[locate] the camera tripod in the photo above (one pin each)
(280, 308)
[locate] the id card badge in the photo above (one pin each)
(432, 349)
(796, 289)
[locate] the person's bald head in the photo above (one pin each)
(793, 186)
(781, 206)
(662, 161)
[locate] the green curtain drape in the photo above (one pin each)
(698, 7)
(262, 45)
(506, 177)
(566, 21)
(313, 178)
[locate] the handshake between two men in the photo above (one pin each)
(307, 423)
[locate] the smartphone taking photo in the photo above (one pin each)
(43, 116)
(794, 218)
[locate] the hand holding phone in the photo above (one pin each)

==

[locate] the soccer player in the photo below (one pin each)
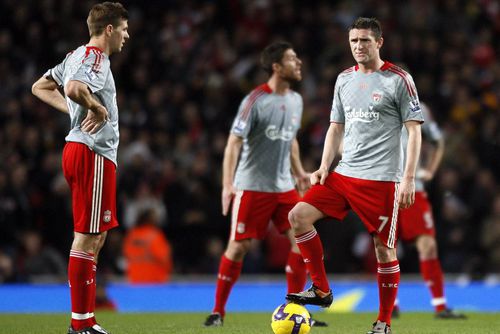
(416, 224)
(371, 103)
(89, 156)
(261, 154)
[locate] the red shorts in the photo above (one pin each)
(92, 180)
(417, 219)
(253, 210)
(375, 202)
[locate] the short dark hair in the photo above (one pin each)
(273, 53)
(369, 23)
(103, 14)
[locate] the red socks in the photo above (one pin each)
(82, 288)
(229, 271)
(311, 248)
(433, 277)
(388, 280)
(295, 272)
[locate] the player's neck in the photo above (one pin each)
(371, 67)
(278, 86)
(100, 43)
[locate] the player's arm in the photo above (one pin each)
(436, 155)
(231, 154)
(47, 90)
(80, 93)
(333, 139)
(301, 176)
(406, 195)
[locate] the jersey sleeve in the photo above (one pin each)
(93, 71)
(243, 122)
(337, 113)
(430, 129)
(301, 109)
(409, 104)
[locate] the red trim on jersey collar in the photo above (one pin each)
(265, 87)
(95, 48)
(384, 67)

---

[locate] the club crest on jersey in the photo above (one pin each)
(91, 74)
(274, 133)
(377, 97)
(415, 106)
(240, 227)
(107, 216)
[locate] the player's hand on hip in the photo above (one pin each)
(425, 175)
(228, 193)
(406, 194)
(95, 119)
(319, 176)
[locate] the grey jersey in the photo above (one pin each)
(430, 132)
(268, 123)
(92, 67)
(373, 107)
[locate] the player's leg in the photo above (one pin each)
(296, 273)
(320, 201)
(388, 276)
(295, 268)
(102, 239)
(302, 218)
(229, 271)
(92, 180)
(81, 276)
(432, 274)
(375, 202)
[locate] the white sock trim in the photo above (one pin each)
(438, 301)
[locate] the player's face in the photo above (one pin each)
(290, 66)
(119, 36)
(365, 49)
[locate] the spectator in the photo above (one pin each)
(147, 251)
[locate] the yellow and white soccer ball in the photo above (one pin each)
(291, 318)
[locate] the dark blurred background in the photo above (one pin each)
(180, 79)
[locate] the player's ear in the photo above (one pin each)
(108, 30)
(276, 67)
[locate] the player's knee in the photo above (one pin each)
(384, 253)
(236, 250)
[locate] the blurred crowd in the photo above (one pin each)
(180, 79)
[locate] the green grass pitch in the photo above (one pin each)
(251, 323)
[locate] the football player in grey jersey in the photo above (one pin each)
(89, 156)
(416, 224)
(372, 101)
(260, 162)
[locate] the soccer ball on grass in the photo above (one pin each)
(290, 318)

**WHAT IS REQUIRED**
Among the entries above, the lines between the ones containing "[locate] the camera" and "[locate] the hand holding", inclusive, are to be transcribed exactly. No other line is to be given.

**RESULT OF THIS TASK**
[locate] the camera tripod in the photo above (one pin each)
(280, 308)
[locate] the id card badge in the photo above (one pin each)
(432, 349)
(796, 289)
[locate] the person's bald head in the photo above (one pin each)
(793, 186)
(781, 206)
(662, 161)
[locate] the green curtain drape in the photo above (one pin each)
(698, 7)
(262, 45)
(506, 177)
(566, 21)
(313, 178)
[locate] the handshake between two men in the photo above (one pin each)
(307, 423)
[locate] the smartphone taking photo in the photo above (one pin each)
(43, 116)
(794, 218)
[locate] the hand holding phone in the photo above (one pin each)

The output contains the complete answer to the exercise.